Items listed in a dataset:
··········

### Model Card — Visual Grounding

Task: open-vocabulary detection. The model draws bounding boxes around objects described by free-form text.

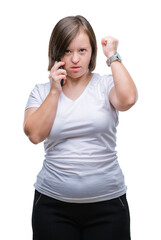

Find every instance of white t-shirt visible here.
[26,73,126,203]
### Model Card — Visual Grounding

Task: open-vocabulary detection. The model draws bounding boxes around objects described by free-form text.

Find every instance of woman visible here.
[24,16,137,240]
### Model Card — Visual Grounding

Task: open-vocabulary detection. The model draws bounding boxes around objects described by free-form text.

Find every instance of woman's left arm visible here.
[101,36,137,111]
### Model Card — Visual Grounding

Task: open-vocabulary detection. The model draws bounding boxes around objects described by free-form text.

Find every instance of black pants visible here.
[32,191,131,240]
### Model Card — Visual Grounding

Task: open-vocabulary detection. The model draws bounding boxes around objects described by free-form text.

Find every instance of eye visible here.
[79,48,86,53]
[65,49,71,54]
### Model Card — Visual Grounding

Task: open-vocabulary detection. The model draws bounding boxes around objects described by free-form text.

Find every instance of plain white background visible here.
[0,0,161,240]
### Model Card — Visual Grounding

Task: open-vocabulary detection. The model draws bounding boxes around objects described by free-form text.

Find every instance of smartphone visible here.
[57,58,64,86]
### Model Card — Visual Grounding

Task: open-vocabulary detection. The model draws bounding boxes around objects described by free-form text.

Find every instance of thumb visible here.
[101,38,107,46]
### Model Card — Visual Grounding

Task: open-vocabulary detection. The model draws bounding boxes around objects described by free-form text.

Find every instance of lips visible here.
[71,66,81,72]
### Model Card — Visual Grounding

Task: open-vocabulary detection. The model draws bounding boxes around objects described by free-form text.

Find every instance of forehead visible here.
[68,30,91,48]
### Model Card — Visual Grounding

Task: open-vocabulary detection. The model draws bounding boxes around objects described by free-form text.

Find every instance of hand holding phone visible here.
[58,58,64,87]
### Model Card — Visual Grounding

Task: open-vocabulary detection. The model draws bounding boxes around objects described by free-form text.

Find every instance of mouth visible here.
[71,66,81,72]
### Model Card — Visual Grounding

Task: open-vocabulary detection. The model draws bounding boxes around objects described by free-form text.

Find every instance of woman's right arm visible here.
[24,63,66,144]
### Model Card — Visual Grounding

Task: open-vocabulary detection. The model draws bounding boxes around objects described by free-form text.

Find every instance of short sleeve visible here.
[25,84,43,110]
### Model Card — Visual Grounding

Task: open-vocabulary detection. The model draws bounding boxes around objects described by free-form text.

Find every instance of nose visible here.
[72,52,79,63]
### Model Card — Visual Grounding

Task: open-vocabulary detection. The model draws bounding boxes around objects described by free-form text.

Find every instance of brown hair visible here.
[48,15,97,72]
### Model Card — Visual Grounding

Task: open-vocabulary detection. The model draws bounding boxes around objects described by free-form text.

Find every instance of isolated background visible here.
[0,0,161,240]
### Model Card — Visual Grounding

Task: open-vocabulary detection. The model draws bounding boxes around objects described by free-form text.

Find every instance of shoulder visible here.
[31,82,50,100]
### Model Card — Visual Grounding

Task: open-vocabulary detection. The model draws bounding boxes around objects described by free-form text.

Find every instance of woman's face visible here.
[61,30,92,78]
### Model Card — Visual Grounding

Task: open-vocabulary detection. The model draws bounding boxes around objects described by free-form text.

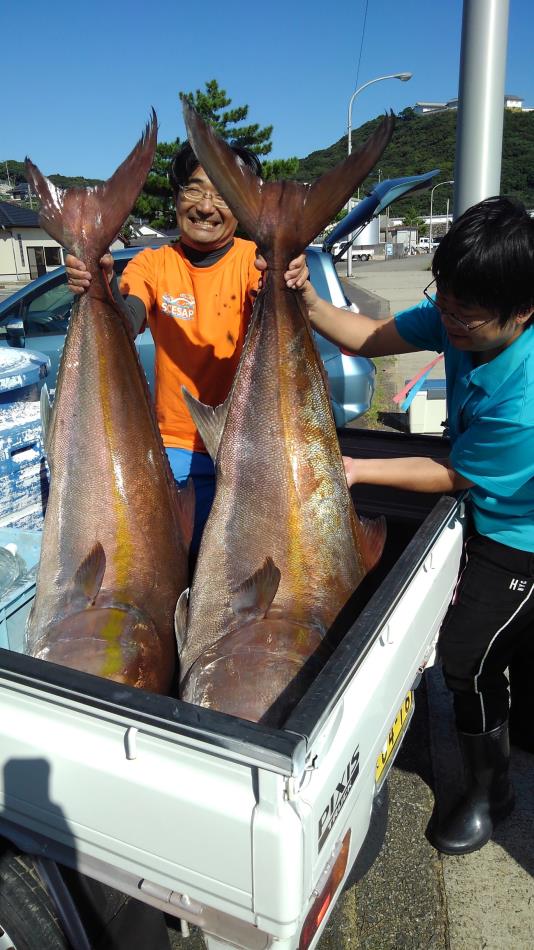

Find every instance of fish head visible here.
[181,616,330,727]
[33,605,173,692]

··········

▶ [Problem to solve]: Convert the lines of the material above into a JSON list of strings, with one string per line, omitting blank lines and leaving out the pictures.

▶ [In response]:
[
  "### Model Card — Visual Grounding",
  "Task: open-vocabulary detection. The model draws bounding boxes around objects described by free-form text.",
  "Find every instance of white t-shirt visible here.",
  "[26,73,126,203]",
  "### Model Card — Visual Grounding",
  "Task: open-vocabulary detection. The model draws bounding boxes around objects described by free-form text.",
  "Find every instance of woman visible here.",
  "[24,16,137,240]",
  "### Model Card — Visual Grounding",
  "Task: open-vocabulary detection. The model draws bounding boxes around objects described by free-form text.",
  "Find every instance of woman's left arm visible here.",
  "[101,36,137,111]",
  "### Model Card — Visual Grounding",
  "Task: open-vocabulary detection. The model draws bounding boxes around objects described by free-form text.",
  "Find every instance of black pants visible here.",
  "[32,191,131,240]",
  "### Model Card — Visual Grounding",
  "Task: open-vocabulary detection. The model draws bounding boxes around objects described by free-form text.",
  "Find every instance of eye visible here.",
  "[79,48,86,53]",
  "[65,49,71,54]",
  "### Model Card — Visual Grounding",
  "Task: open-vocabulary detection. The model draws bounding boxes around objects described by free-form text.",
  "Find every instance of plain white background visible here.",
  "[0,0,161,240]",
  "### Model Card — Visual Grounding",
  "Task: open-vocabulary detection. The model draws bounding boxes around objects described by free-form text.",
  "Find every instance of smartphone visible here.",
  "[57,58,64,86]",
  "### Model Card — Visual Grounding",
  "Task: open-vocabulary detection. The model draws bounding boxes around objects described by free-form text.",
  "Find every instance of thumb visible here.",
  "[101,38,107,46]",
  "### Model Card — Visual Grounding",
  "Task: open-vocabulary detection. The model draws bounding boxes around objects described by free-form text.",
  "Find every instance of lips visible here.",
  "[71,66,81,72]",
  "### Model Card — Visual Grounding",
  "Task: open-vocabulary detection. The model draws bounding boxes around objects described by free-form text.",
  "Find every instance of forehead visible here.",
  "[68,30,91,48]",
  "### Model Card — Visual Grounding",
  "Task: open-vocabulary detection. The model draws bounding boxes around objects described by free-form text.",
  "Find every instance of hand holding phone visible here.",
  "[58,58,64,87]",
  "### Model Card — Visual Grounding",
  "Task: open-vocabulary detection. The model draws bounding boxes around objects described by free-form text.",
  "Find every instance of mouth visible here.",
  "[71,66,81,72]",
  "### Model Card — Visual Grounding",
  "Task: open-vocabulary detection. The model draws bounding boxes around objects described by free-form text.",
  "Find every instance of woman's right arm visible here.",
  "[24,63,66,144]",
  "### Model Card — Visual Grounding",
  "Task: open-vocabulary detection. The model draws bounding boxes around objects described by free-form text.",
  "Find every instance of short sleeve visible here.",
  "[25,84,43,110]",
  "### Model Card — Visual Grounding",
  "Task: open-vocabulary detection. The model draws bounding boxes around objects described by free-form text.",
  "Find every instance of nose visible here.",
  "[72,52,79,63]",
  "### Model Card — Visual Grounding",
  "Task: open-vocabulary detection. The model draws bounding boxes around objects described by free-form text.",
  "Find every instance of brown hair visible here.",
  "[48,15,97,72]",
  "### Model Card — Visual Grounding",
  "Task: open-vocabulary detection. The model draws bounding boxes around objects described by free-form text.",
  "Find every instance of isolated background visible here.",
  "[0,0,161,240]",
  "### Model Card — Visual Grounding",
  "Task: open-vocabulary detection. The model draws bounding boxes around objects described by free-form text.",
  "Find every instance of shoulder visible here.",
  "[31,82,50,100]",
  "### Model Card — Visual Grounding",
  "Task: open-vocabulary detection. The model draws bounding boxes around objects described by free-form text.",
  "Find every instance of woman's face visible here.",
  "[61,30,92,78]",
  "### Model Card — Visual Grounding",
  "Task: open-vocabulary detection. The model draws bounding boxes around objects described by free-form text.",
  "Find every instance of fish head visible here.",
  "[181,616,330,727]",
  "[33,605,173,692]"
]